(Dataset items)
==========

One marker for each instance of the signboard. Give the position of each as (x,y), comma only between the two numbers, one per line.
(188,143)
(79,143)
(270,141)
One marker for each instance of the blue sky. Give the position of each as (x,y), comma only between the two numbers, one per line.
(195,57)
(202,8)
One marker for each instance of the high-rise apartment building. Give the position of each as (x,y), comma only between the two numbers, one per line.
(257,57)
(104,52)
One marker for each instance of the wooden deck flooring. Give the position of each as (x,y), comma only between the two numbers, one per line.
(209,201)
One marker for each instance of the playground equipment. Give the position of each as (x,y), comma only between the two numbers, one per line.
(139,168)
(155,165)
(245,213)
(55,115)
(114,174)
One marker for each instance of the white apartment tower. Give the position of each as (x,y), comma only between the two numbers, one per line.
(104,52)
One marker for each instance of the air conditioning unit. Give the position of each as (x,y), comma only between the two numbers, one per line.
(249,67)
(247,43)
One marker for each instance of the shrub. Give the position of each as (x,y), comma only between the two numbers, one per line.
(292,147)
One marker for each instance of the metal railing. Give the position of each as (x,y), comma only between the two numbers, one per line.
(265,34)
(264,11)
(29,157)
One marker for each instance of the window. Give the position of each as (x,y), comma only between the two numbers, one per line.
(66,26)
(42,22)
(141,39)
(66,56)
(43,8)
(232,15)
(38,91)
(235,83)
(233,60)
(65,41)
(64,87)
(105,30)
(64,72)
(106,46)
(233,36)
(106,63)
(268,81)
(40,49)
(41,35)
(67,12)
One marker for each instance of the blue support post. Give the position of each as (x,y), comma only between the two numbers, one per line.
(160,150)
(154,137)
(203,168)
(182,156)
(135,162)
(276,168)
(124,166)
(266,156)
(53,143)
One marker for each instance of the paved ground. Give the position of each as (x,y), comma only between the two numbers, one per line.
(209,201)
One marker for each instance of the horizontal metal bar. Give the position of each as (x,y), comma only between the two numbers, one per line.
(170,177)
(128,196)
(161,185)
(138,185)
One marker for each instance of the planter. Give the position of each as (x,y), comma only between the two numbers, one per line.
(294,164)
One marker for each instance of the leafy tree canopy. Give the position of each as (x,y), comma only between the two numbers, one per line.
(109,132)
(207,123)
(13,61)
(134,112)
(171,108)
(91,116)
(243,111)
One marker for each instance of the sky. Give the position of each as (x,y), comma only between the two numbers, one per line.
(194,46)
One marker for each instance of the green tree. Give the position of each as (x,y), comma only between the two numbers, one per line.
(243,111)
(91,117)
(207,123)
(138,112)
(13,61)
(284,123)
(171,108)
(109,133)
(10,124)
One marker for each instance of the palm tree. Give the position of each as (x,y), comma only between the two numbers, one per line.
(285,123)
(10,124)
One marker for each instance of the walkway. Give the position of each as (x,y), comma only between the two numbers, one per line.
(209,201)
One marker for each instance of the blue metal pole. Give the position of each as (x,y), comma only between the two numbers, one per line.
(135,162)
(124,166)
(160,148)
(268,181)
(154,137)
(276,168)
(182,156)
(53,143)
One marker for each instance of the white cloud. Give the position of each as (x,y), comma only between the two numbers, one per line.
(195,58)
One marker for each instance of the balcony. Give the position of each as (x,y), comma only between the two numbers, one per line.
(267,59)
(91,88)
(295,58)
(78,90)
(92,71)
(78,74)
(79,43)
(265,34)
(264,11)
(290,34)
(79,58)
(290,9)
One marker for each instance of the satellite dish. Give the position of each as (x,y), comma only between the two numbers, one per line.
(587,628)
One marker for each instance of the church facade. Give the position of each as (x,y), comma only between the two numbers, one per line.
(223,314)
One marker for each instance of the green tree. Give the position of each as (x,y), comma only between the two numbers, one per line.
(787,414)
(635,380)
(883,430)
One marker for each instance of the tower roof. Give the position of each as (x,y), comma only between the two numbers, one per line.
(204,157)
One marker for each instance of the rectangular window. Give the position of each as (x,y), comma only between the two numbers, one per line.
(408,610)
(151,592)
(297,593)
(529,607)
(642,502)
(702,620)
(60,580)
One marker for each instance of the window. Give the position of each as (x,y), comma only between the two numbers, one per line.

==========

Prompt ▸
An unaltered transcription of all the data above is needed.

Solution to the problem ▸
One marker for each instance of the signboard. Give the position of each as (x,y), comma only between the two numbers, one per line.
(188,143)
(79,143)
(270,141)
One marker for each instance of the blue sky. Give the position of each as (x,y), comma only between the two numbers, one per line.
(195,57)
(202,8)
One marker for each instance of the high-rise apartment building. Give the position of each as (x,y), comma only between the two numbers, one per line.
(257,57)
(104,52)
One marker for each instance of the wooden deck flooring. Give the position of each as (x,y), comma only between the two numbers, one per line.
(209,201)
One marker for each instance of the playground equipment. Give the position of each as (x,y), comma only between the two numbers, one per line.
(139,168)
(155,165)
(245,213)
(55,115)
(114,174)
One marker for each instance of the white apartment tower. Give the position of each as (x,y), comma only between the two numbers, one per line.
(104,52)
One marker for each instance of the air conditioning unit. Give the position of each as (x,y), comma only between the two numbers, one per line.
(249,67)
(247,43)
One marker for each instance of the shrub. Give the position of each as (x,y), comma only between the two numbers, one per line.
(292,147)
One marker for each instance of the metal railing. Give the position of each as (x,y), comma only between the two numbers, one per line.
(265,34)
(264,11)
(29,157)
One marker for each instance of the window. Give the position of each as (x,y), comma only between the two numbers, one per line.
(66,26)
(42,22)
(141,39)
(66,56)
(43,8)
(232,15)
(38,91)
(235,83)
(233,60)
(65,41)
(64,87)
(105,30)
(64,72)
(106,46)
(233,36)
(106,63)
(268,81)
(40,49)
(41,35)
(67,12)
One marker for each instance of the blue support post. Give the position of each as (x,y), comma only between the two numbers, one per line.
(160,150)
(154,137)
(203,168)
(182,156)
(135,162)
(276,168)
(124,166)
(266,156)
(53,143)
One marker for each instance of the paved ground. Give the position of each as (x,y), comma only between the two numbers, one per line.
(209,201)
One marker for each instance of the horizontal metal bar. Give the position of each as (x,y), comma only between the two numbers, one per line.
(170,177)
(128,196)
(161,185)
(138,185)
One marker for each instance of the planter. Give the position of each as (x,y), comma only between the two numbers, one per line.
(294,164)
One marker for each instance of the leafy tree canopy. Give the position of each as (x,y), comma only between the two numbers, one per line.
(109,132)
(207,123)
(13,61)
(134,112)
(171,108)
(91,116)
(243,111)
One marker for each instance of the sky. Give the position of each as (x,y), comma only between the two numbers, one per line.
(194,46)
One marker for each instance of the green tree. Give the position of each as (x,y), comma only between the two numbers, one per line.
(243,111)
(91,117)
(207,123)
(138,112)
(13,61)
(284,123)
(171,108)
(109,133)
(10,124)
One marker for each instance of the palm tree. Give the position of each as (x,y), comma only between the two numbers, one per line.
(285,123)
(10,124)
One marker for each instance of the walkway. Give the position of each as (x,y), comma only between the two numbers, one per line.
(209,201)
One marker for each instance of the blue metal pole. Give the position of each as (x,y), comma only between the two numbers, one per line.
(135,162)
(124,166)
(160,148)
(268,181)
(154,137)
(276,168)
(182,156)
(53,143)
One marker for each instance of the white cloud. Give the position of each as (x,y), comma only between the two numbers, one per line.
(195,58)
One marker for each instance of the balcony. Give the position of each as (x,y), comma only between the two numbers, one per line.
(267,59)
(91,88)
(295,58)
(78,90)
(92,71)
(78,74)
(79,43)
(265,34)
(264,11)
(290,34)
(79,58)
(290,9)
One marker for each instance of the satellite dish. Give the position of each as (x,y), comma only between the two numbers, one per line.
(587,628)
One marker for each instance of the church facade. Give the position of each as (x,y), comma only between the two numbers, one per line.
(223,314)
One marker for each instance of the green tree. Give the position of each as (x,y), comma only between the two numbers, one per line.
(787,414)
(635,380)
(883,430)
One marker for each instance of the tower roof. Give the position of each as (x,y), comma only between the two numbers, one per line.
(204,157)
One marker for each instance of the rectangular window. Give the position of each as (x,y), comma only between the two numbers, one per line.
(408,610)
(151,592)
(297,593)
(529,607)
(642,502)
(702,620)
(60,580)
One marker for each instance of the window. Give the position of each as (x,y), comma only between the two numbers, one per line.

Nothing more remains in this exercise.